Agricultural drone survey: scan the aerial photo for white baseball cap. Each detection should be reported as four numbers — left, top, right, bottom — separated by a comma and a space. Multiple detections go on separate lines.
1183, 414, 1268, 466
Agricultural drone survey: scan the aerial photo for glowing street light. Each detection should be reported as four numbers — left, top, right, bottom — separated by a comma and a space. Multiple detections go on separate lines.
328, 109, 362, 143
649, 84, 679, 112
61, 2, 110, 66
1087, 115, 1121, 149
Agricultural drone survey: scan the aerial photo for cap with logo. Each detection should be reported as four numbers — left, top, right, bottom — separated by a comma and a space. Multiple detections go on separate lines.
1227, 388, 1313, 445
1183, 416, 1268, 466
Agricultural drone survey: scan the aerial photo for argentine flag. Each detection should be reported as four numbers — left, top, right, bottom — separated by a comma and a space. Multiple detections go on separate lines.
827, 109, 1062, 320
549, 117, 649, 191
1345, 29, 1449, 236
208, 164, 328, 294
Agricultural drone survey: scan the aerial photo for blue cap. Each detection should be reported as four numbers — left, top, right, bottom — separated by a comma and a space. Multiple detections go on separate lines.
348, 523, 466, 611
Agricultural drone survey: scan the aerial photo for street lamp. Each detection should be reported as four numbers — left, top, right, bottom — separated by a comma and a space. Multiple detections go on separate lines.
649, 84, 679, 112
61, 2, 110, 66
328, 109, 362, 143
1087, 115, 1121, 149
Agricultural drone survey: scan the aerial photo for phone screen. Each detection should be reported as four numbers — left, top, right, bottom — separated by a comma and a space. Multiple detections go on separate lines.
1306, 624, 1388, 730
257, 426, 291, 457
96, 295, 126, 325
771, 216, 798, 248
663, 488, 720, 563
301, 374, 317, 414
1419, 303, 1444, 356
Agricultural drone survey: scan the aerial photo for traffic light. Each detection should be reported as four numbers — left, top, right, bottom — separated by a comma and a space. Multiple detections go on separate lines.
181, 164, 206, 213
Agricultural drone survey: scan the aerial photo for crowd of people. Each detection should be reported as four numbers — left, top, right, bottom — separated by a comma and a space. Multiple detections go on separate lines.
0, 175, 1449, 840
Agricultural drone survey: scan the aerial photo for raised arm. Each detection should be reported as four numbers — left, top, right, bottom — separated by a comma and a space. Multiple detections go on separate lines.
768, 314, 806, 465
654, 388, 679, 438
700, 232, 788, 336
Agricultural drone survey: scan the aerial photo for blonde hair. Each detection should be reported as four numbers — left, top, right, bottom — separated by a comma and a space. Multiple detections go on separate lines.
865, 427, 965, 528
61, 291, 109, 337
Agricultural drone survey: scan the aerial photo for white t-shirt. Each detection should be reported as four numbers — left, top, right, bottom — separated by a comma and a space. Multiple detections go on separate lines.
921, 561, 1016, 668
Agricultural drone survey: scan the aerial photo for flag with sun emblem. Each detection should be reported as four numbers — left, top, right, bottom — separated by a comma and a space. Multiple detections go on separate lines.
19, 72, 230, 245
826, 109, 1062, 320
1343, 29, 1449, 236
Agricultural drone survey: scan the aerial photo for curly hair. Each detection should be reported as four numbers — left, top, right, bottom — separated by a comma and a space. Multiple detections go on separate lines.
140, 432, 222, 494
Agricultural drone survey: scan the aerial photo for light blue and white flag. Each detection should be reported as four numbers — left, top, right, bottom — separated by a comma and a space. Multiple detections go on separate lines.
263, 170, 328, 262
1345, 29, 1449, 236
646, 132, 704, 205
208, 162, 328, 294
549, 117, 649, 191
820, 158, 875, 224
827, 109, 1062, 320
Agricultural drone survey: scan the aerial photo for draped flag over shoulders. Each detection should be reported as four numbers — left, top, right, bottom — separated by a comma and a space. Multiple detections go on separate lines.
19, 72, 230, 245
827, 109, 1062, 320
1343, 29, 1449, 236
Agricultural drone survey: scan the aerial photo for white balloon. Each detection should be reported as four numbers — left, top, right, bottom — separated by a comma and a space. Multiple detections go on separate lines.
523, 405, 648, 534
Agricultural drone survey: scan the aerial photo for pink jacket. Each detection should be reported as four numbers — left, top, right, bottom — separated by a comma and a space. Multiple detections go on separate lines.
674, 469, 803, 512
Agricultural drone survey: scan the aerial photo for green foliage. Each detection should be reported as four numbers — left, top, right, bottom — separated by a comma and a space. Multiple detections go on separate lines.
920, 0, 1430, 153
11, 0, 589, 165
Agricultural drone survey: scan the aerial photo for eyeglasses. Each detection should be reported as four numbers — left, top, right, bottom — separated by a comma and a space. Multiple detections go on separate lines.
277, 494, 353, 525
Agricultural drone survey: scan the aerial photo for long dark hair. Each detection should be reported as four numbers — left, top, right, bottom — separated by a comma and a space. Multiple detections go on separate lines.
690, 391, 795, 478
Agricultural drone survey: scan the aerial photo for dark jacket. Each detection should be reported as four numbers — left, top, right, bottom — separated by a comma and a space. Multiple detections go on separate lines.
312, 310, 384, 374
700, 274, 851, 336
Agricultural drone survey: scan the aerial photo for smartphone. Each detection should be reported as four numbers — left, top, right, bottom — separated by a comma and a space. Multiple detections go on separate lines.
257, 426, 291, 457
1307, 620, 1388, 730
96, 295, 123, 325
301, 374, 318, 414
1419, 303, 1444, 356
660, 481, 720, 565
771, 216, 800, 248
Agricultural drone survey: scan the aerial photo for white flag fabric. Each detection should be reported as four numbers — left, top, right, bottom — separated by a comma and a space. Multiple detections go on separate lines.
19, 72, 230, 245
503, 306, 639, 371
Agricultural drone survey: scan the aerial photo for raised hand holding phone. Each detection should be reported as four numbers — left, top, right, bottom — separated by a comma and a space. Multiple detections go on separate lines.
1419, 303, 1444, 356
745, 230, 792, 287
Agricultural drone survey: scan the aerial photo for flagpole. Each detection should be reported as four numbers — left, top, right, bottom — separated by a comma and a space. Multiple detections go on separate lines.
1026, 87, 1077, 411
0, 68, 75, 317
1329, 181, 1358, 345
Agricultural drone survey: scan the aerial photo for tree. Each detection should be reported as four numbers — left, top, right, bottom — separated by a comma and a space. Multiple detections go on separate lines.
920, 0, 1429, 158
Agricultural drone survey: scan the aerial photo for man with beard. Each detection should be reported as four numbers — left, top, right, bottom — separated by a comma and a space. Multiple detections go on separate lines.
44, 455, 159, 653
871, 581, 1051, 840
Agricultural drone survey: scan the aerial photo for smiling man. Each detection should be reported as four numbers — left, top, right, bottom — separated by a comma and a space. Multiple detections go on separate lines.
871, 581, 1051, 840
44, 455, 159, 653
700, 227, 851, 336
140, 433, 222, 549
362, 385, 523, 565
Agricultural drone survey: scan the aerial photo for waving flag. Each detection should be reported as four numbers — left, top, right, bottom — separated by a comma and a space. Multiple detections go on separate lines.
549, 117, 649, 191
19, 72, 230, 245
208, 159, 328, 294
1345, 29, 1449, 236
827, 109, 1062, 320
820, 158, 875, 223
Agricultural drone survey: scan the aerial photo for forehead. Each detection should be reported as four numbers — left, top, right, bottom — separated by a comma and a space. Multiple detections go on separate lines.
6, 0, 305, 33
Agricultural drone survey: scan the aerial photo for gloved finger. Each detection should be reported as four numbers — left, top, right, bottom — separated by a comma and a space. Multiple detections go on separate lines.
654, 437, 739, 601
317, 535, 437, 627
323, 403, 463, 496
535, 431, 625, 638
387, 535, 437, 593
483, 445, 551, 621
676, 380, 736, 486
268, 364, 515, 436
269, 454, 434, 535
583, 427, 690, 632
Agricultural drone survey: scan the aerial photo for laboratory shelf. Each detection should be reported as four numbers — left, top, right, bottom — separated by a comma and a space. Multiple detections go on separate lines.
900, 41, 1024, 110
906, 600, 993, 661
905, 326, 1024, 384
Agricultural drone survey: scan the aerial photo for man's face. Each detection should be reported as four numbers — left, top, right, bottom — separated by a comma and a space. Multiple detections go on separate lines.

════════

◆ PROBLEM DESCRIPTION ◆
Update the lines starting at the one that contains "Agricultural drone survey: scan the aerial photo for light" and ending at the one that contains "523, 405, 648, 534" by changing "white balloon" to "silver balloon". Return only those lines, with nothing else altered.

◆ FINAL ANSWER ◆
Agricultural drone survey: scan the aerial photo for light blue and white flag. Each detection should be reported as four numbers — left, top, right, bottom — separated by a comma and a space. Multiple detections go on separate lines.
263, 170, 328, 262
1345, 29, 1449, 236
646, 132, 704, 205
208, 162, 328, 294
549, 117, 649, 191
820, 158, 875, 224
827, 109, 1062, 320
Agricultural drone survey: scan the aerial photo for draped flag over shoulders. Each detection should be reported as four numbers — left, top, right, bottom — separated by a comma and a space. Multiple detections go on separate lines.
19, 72, 230, 245
827, 109, 1062, 320
1343, 29, 1449, 236
Agricultural drone survey: scan the aerial photo for silver balloon. Each detection should be reported as four numbers — left, top, right, bottom — separated by a comma and a space. Multiple detections go on separate lines.
523, 405, 648, 534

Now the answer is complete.